• REQUEST
What do the lines say from the one containing "point: blonde woman" to the end of the records? Restate them word for word, and only those.

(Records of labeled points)
.....
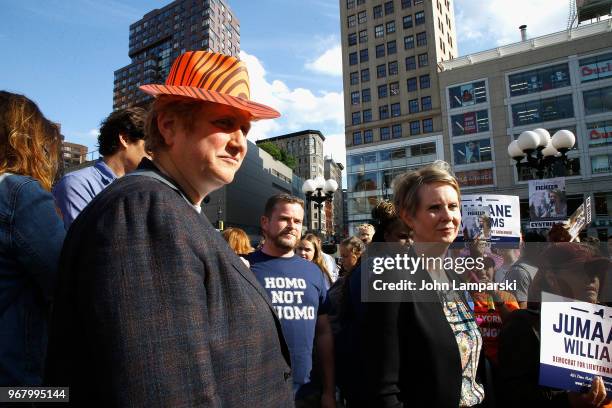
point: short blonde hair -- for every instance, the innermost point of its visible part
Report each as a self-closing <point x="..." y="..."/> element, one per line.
<point x="406" y="186"/>
<point x="238" y="240"/>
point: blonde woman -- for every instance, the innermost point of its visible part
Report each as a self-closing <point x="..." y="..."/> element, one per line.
<point x="31" y="237"/>
<point x="309" y="248"/>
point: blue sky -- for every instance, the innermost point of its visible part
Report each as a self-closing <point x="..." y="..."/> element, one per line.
<point x="62" y="54"/>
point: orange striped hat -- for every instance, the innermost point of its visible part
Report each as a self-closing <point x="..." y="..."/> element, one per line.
<point x="212" y="77"/>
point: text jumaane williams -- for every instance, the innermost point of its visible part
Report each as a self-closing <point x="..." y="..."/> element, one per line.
<point x="410" y="264"/>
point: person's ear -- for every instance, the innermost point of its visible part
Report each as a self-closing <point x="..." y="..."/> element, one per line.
<point x="167" y="124"/>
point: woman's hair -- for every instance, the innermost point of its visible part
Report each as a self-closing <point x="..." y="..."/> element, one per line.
<point x="406" y="186"/>
<point x="238" y="240"/>
<point x="318" y="255"/>
<point x="29" y="142"/>
<point x="185" y="110"/>
<point x="385" y="218"/>
<point x="354" y="244"/>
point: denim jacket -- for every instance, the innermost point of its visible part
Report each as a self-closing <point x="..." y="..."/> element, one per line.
<point x="31" y="238"/>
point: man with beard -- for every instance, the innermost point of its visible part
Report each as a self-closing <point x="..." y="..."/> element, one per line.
<point x="297" y="290"/>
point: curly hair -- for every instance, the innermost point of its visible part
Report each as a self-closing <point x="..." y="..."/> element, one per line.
.....
• COMPLETE OUTPUT
point: blonde woman -- for every instance, the innermost point of its visible part
Report each as a self-closing <point x="..." y="..."/> element, one per line.
<point x="31" y="237"/>
<point x="309" y="248"/>
point: blue sky -- for every instance, the innermost point of its visible part
Report each as a self-closing <point x="..." y="..."/> element, one per line.
<point x="62" y="54"/>
point: orange striped hat -- for every instance, the innermost point of its visible part
Report each as a self-closing <point x="..." y="..."/> element, one per line.
<point x="212" y="77"/>
point: text jumaane williams -- for every instance, the innermost point of its visible part
Report each as a self-closing <point x="..." y="..."/> element, one per line.
<point x="410" y="264"/>
point: person's ear -- for every instance, the innermost point of its visible part
Report each as a self-closing <point x="..." y="..."/> element, one per line.
<point x="167" y="124"/>
point: woman's hair -- for every instance, the innermost point of its visible part
Report each as a self-closing <point x="..." y="..."/> element, one per line.
<point x="406" y="186"/>
<point x="238" y="240"/>
<point x="318" y="255"/>
<point x="29" y="142"/>
<point x="185" y="110"/>
<point x="385" y="218"/>
<point x="354" y="244"/>
point: denim jacket -- for every instance, the innermost point of its visible part
Report each as a self-closing <point x="..." y="..."/> element, one per line.
<point x="31" y="238"/>
point: man with beard -- for every instance, the innermost point of its visible part
Report each as a self-closing <point x="..." y="..."/> element, one per line.
<point x="297" y="290"/>
point: curly hair -- for every instance, the innermost point of its visible part
Report each as a self-closing <point x="..." y="..."/> element, one per line.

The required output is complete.